Supplied text:
○ ○ ○ ○ ○ ○ ○
Our CTO, Joe Fuccillo often uses a crime investigation as an analogy for diagnosing communications quality issues within a UC deployment. A crime has occurred; the user is the victim. The initial list of potential suspects is long and varied: from the WAN, to the network components, to the premise Wi-Fi, to the servers, to the clients, to the device, to the user. The first step in a successful crime investigation is gathering evidence, followed closely by correlating facts, and systemically eliminating suspects. A good detective continues to narrow the search until the perpetrator becomes obvious. A bad detective makes assumptions, takes shortcuts and arrests the convenient suspect, who is not always the actual culprit.
Correlation Is Not Necessarily Causation
Imagine you walked around a corner and saw a body on the ground with someone standing nearby with a smoking gun (the gun is literally smoking). There is a lot of circumstantial evidence, but can you guarantee that the person holding the gun shot the other person? You can correlate the person on the ground, the gun, and the person holding the gun, but those 3 facts cannot definitively prove the narrative of what actually happened.
Transmitting While Wireless
Shifting the scenario to the realm of UC and diagnostics, I recently saw a demo where a Skype for Business monitoring solution arbitrarily accused an unmanaged wireless connection of creating poor quality. The solution demonstrated a record of a poor Skype for Business call and produced 3 facts extracted from the Microsoft SDN API:
• Network jitter was high (above 40 ms)
• Packet loss was high (above 35%)
• One caller was on an unmanaged wireless connection
From these 3 facts, the IT Pro using the tool concluded:
a caller was calling in over unmanaged WiFi from outside the network and that leg had very bad jitter and packet loss
There was a call leg over unmanaged wireless and there were issues with packet loss and jitter. How do we know for sure the wireless leg created those issues? How can we make that leap in our narrative? I feel bad for the wireless router. Guilty until proven innocent.
I Am Not Really A Conspiracy Theory Enthusiast, but . . .
If I was responsible for the corporate network, it would be easier to blame the unmanaged wireless network device, than cast a shadow on my own managed, internal infrastructure. I would not want to highlight anything potentially wrong with my network infrastructure. So, all things being equal, without actual data, I am most likely to blame something other than my network.
Who Cares If the Access Point is Conveniently Assigned Blame?
If IT Pro Tools falsely and conveniently place responsibility on outside factors, there is the chance that internal network issues are overlooked. Let’s assume that in the situation above, the caller on the corporate network was actually the cause of the poor communications quality. Let’s stretch our imagination and assume a router was upgraded over the weekend and QoS settings were negatively impacted or certain queues within the router were being overrun. If either of those scenarios is accurate, there is a fundamental issue in the enterprise’s network and there is the potential for many more poor Skype for Business user experiences. By taking the “convenient” path and accusing the unmanaged wireless network and overlooking the issues with the managed network, this enterprise is increasing the risk of widespread communications quality issues and broad Skype for Business user dissatisfaction.
○ ○ ○ ○ ○ ○ ○
Listed records:
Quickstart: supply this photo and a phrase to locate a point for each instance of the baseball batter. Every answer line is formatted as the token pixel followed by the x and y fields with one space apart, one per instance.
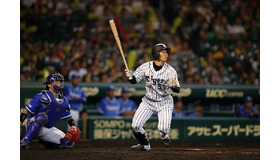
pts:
pixel 161 79
pixel 43 112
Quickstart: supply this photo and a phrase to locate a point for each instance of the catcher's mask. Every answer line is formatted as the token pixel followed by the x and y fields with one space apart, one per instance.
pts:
pixel 55 77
○ ○ ○ ○ ○ ○ ○
Exercise goal: Carry the article on diagnosing Skype for Business call quality forward from its final sentence, keeping its voice and argument. The listing is separate material, unrelated to the article on diagnosing Skype for Business call quality.

Written answer:
Step Aside and Let the Real Investigators Take Over
Let’s revisit the hypothetical of the smoking gun. What if there were surveillance cameras and investigators could review the scene historically and capture and present what actually happened at that moment in time? Then, the actual culprit would be rightly identified and justice would be served. In the world of UC diagnostics, the equivalent to a surveillance camera is a probe. What if there was a probe bracketing the routers on the corporate network? If these probes saw “impaired” Skype for Business traffic coming in from the outside on that particular call, it would help validate the assumption that the unmanaged wireless access point was the villain. But, if these probes identified “impaired” Skype for Business traffic coming from the internal network, then the IT Pro can accurately accuse the internal network of creating the issues. Furthermore, if the diagnostics tool is capable of monitoring both the underlying routed network along with the UC application, the IT Pro Tool can correlate information from the various routers and further refine the search for the offending network leg or interface. It’s like those police dramas that use traffic cameras to track events, establish a timeline for the crime, and place the suspect at the crime scene at the time the crime occurred.
We Are Better Than This
It’s 2016, we should not be component profiling anymore. The unmanaged wireless access point has suffered enough. Let’s use the technology we have available and ensure we correctly identify the perpetrator so they are not left to strike again.
BTW, Don’t Fret . . .
When you walked around that corner, you happened upon a photo shoot for the posters for the new CSI movie. They were all actors, they’re all alive, and the gun was extra smoky for effect.